━━ Kutipan Dokumen
Masih di antara riuh itu saya mulai bertanya, apakah di sudut-sudut ruangan ini ada orang yang lebih susah dari saya namun dia memilih diam tanpa bercerita? Atau apakah hanya saya di ruangan ini yang diberi tugas berat oleh semesta?
Sebagai prolog cerita ini, menjadi Sandwich Generation bagi saya adalah luka yang harus disembuhkan sendirian. Namun, kebaikan tetaplah kebaikan, sudah menjadi hukum alam, "ia" akan kembali kepada pelakunya. Saya merasa bahwa kebaikan itu selalu pulang dengan wujud yang lain. Ya, sesederhana menjadi cara Tuhan yang tidak pernah membiarkan saya pergi tanpa satu rupiah pun di saku. Terkadang, secara nilai ia selalu bertambah setiap harinya.
Bersama kemuning bias Sang Surya, saya ajak angin berbicara, jika Ibu dan Bapak sudah tidak ada, apakah rupiah-rupiah itu masih akan sama maknanya?
***
Hari ini voucher hadiah itu saya manfaatkan untuk memesan taksi online menuju bandara. Mobil yang membawa barang-barang pilihan, mulai melaju di antara riuhnya Kota Jakarta.
━━━━
Soal:
Kembalikan bagian kutipan tentang generasi sandwich dari "Sebagai prolog cerita" sampai "akan sama maknanya?" tanpa mengubah satu kata pun.
━━ Data Hasil Ekstraksi
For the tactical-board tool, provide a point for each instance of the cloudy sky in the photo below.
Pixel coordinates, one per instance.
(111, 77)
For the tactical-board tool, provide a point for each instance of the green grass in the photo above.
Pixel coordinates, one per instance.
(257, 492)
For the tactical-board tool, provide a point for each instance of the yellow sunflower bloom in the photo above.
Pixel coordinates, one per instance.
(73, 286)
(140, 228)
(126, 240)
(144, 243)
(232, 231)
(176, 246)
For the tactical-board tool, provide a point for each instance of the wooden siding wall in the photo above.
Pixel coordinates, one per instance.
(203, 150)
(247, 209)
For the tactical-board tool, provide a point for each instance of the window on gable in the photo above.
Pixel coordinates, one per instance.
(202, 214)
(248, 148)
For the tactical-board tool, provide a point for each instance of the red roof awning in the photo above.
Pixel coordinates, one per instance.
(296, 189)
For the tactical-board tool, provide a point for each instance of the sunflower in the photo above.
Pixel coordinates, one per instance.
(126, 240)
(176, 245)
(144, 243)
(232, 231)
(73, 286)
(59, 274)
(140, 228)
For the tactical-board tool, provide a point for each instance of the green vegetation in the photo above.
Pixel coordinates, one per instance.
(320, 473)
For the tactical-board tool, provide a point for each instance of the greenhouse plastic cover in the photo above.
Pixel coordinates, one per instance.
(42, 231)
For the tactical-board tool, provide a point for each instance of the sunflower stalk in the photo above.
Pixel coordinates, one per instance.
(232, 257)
━━━━
━━ Data Hasil Ekstraksi
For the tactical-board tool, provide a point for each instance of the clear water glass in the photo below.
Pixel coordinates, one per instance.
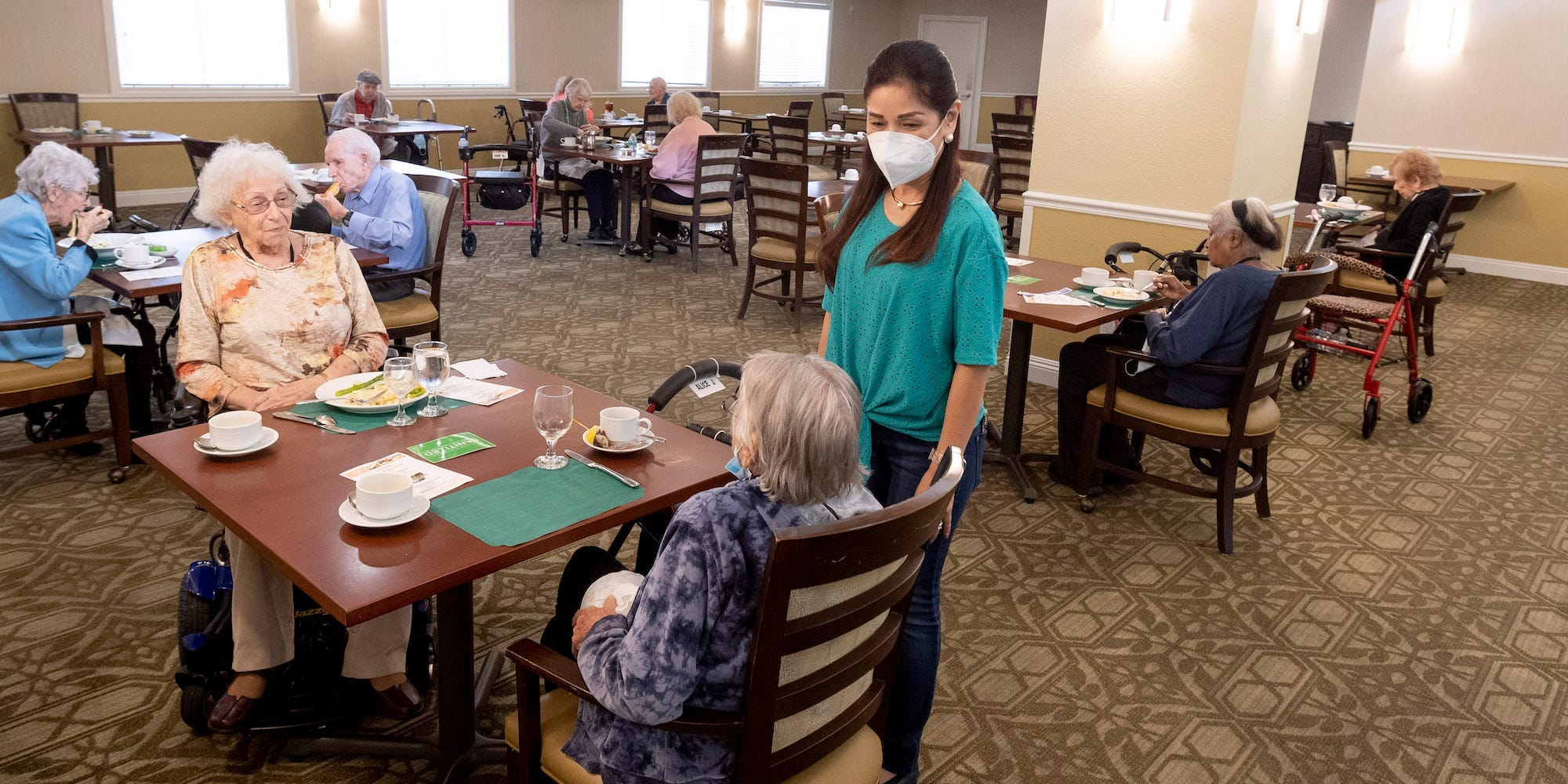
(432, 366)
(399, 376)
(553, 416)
━━━━
Jawaban Latihan:
Sebagai prolog cerita ini, menjadi Sandwich Generation bagi saya adalah luka yang harus disembuhkan sendirian. Namun, kebaikan tetaplah kebaikan, sudah menjadi hukum alam, "ia" akan kembali kepada pelakunya. Saya merasa bahwa kebaikan itu selalu pulang dengan wujud yang lain. Ya, sesederhana menjadi cara Tuhan yang tidak pernah membiarkan saya pergi tanpa satu rupiah pun di saku. Terkadang, secara nilai ia selalu bertambah setiap harinya.
Bersama kemuning bias Sang Surya, saya ajak angin berbicara, jika Ibu dan Bapak sudah tidak ada, apakah rupiah-rupiah itu masih akan sama maknanya?